#### Material provided
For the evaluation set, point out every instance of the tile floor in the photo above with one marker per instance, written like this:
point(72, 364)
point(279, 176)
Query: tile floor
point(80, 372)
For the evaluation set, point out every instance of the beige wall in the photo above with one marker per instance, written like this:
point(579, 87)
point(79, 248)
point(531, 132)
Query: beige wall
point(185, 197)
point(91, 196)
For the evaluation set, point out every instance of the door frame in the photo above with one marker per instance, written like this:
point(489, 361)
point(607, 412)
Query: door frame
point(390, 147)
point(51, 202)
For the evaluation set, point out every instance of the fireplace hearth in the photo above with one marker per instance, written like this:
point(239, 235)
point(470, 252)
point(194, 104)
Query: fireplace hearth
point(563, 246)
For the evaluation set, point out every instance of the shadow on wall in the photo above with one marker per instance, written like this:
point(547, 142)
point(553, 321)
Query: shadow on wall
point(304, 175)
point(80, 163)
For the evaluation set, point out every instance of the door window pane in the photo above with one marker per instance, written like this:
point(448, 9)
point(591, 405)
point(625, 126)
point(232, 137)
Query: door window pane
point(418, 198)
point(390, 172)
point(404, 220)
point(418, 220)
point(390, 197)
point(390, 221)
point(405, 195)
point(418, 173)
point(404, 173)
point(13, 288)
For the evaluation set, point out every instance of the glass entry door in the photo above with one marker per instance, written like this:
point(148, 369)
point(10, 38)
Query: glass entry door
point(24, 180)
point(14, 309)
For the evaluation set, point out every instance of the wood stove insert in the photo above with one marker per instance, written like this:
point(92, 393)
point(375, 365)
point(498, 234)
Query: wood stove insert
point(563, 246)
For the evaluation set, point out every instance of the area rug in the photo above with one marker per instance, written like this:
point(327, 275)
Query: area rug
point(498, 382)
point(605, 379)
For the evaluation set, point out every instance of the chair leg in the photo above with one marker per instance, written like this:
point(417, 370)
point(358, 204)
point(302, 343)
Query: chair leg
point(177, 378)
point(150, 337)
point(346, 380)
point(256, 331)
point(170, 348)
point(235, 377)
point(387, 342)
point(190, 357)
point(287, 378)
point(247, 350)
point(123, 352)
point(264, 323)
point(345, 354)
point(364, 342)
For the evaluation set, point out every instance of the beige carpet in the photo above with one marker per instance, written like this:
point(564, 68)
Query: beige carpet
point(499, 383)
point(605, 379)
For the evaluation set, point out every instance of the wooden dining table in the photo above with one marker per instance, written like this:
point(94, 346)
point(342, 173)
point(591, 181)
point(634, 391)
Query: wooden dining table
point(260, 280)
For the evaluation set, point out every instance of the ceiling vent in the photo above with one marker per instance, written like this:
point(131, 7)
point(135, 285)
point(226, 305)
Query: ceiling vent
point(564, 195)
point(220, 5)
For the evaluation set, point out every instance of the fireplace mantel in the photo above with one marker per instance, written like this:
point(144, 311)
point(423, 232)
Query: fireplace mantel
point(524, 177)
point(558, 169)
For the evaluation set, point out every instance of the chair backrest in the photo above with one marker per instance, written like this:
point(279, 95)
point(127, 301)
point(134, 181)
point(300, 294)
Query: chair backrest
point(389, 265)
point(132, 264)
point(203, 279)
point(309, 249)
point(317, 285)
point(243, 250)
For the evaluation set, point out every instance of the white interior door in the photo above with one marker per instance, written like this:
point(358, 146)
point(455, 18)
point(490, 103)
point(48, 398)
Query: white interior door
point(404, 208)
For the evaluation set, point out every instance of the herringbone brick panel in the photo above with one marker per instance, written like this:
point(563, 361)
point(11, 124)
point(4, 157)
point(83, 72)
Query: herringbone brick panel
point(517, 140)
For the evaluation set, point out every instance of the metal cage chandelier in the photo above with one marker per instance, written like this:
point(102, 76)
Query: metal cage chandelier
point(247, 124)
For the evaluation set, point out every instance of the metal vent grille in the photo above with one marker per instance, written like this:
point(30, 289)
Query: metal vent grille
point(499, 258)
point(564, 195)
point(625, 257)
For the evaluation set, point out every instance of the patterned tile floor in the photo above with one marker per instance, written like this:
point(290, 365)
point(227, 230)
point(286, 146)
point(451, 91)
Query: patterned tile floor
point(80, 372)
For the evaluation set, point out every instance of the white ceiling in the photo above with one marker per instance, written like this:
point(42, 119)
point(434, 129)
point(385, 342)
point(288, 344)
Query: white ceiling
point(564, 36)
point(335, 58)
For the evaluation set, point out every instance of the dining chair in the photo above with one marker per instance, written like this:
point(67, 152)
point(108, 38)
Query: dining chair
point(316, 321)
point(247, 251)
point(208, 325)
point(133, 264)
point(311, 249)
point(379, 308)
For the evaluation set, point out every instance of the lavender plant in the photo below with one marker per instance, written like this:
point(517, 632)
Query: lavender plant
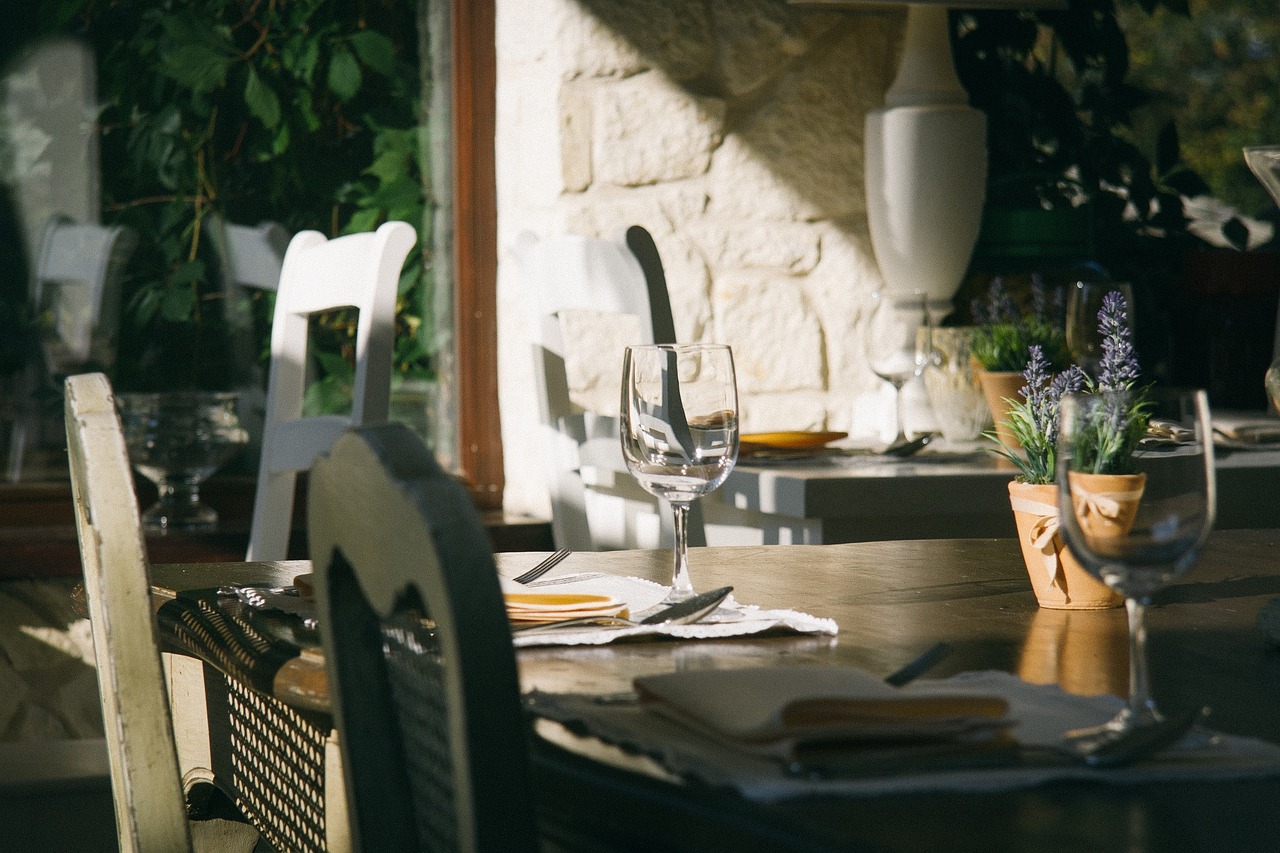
point(1119, 422)
point(1106, 445)
point(1034, 418)
point(1005, 334)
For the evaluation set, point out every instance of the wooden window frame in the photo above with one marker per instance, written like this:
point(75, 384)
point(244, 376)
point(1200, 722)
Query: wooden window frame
point(479, 452)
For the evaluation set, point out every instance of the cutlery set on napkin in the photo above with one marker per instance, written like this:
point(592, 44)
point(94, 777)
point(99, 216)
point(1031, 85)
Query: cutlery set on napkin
point(776, 733)
point(828, 719)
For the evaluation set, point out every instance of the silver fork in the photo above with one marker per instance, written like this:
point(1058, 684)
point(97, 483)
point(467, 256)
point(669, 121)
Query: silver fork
point(543, 568)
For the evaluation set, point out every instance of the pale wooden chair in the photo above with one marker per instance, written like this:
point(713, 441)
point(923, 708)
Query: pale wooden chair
point(74, 293)
point(423, 676)
point(146, 781)
point(359, 270)
point(595, 502)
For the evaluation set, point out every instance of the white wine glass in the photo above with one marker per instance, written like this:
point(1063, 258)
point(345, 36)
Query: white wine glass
point(680, 430)
point(1171, 503)
point(895, 350)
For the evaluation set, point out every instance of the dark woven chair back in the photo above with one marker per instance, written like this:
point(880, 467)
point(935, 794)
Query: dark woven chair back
point(423, 675)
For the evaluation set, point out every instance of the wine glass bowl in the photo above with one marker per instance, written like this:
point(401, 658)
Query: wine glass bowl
point(1136, 532)
point(679, 430)
point(177, 439)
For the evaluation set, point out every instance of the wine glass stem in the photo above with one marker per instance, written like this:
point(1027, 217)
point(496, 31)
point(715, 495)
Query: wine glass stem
point(900, 413)
point(1142, 708)
point(681, 587)
point(181, 492)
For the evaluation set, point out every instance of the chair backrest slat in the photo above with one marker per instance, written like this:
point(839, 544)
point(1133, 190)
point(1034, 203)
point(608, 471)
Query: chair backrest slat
point(421, 669)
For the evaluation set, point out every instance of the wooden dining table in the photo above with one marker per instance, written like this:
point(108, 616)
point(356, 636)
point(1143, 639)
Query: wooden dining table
point(891, 601)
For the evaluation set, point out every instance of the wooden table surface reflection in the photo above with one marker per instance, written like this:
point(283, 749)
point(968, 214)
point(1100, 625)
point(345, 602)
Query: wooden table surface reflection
point(891, 601)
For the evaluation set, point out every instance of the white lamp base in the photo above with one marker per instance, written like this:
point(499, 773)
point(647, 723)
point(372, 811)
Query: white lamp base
point(926, 187)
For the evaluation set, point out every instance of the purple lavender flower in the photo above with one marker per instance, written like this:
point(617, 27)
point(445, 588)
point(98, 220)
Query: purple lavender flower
point(1068, 382)
point(1043, 396)
point(1119, 366)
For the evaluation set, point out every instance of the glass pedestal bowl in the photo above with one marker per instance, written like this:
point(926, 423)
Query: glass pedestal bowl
point(177, 439)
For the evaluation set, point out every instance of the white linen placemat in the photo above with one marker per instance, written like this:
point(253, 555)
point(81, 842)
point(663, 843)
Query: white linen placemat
point(1043, 712)
point(643, 597)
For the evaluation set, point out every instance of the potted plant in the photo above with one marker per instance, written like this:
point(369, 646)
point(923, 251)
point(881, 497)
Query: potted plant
point(1057, 579)
point(1002, 343)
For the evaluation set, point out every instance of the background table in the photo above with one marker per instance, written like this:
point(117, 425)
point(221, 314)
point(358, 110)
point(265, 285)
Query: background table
point(867, 500)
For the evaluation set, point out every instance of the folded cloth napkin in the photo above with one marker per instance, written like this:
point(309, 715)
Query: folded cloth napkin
point(526, 606)
point(643, 597)
point(1041, 714)
point(796, 712)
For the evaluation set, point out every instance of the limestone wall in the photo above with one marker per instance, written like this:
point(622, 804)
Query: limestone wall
point(732, 129)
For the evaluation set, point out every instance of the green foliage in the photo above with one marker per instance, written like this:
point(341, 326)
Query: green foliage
point(302, 112)
point(1219, 72)
point(1107, 430)
point(1005, 346)
point(1060, 108)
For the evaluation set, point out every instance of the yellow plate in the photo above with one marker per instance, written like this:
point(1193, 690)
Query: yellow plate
point(789, 441)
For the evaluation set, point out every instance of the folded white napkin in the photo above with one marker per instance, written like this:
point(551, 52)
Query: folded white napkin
point(1041, 714)
point(640, 598)
point(794, 711)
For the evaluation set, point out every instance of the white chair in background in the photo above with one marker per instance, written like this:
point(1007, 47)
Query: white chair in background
point(595, 502)
point(357, 270)
point(250, 258)
point(74, 296)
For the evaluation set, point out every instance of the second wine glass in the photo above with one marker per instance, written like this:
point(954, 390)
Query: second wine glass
point(680, 430)
point(895, 350)
point(1138, 533)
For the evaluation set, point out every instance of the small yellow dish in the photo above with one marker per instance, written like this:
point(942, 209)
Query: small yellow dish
point(787, 439)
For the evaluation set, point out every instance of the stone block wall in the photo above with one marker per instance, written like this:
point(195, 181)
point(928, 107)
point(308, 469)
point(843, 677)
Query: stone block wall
point(732, 129)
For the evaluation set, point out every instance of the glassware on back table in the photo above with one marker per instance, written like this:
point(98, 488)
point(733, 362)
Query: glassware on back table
point(892, 350)
point(1083, 301)
point(680, 430)
point(1171, 509)
point(955, 395)
point(177, 439)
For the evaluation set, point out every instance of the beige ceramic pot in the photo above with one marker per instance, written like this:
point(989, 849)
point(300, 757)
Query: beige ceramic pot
point(999, 387)
point(1057, 578)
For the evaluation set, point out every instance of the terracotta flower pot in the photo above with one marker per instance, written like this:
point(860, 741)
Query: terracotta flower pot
point(997, 387)
point(1084, 652)
point(1057, 578)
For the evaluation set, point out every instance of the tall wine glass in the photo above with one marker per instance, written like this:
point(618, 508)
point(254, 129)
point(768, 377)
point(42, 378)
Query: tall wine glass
point(680, 430)
point(1264, 160)
point(1171, 502)
point(894, 350)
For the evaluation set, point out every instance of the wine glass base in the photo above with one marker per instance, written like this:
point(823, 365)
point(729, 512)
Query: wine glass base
point(188, 518)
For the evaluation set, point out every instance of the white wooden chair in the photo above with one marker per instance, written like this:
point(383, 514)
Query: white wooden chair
point(595, 502)
point(250, 258)
point(360, 270)
point(146, 781)
point(74, 292)
point(423, 676)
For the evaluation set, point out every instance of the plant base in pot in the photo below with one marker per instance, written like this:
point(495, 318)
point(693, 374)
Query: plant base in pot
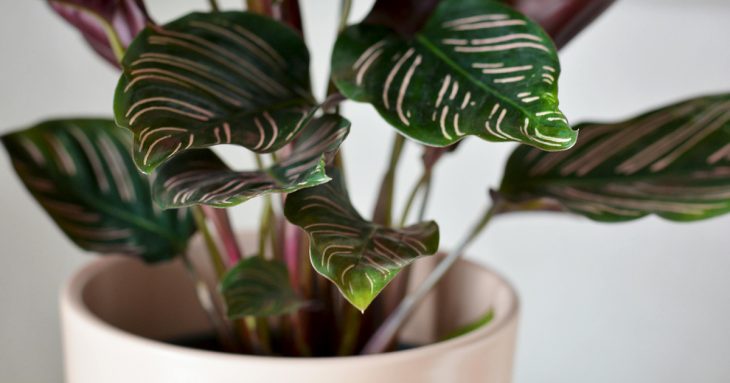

#### Direction
Identify every line in the items above that contains the word "brick" and copy each of those lines.

#### Completed task
For the evaluation set, point out every instance of the herringbone brick panel in the photo above with one marker per instance, written like this:
Query: herringbone brick panel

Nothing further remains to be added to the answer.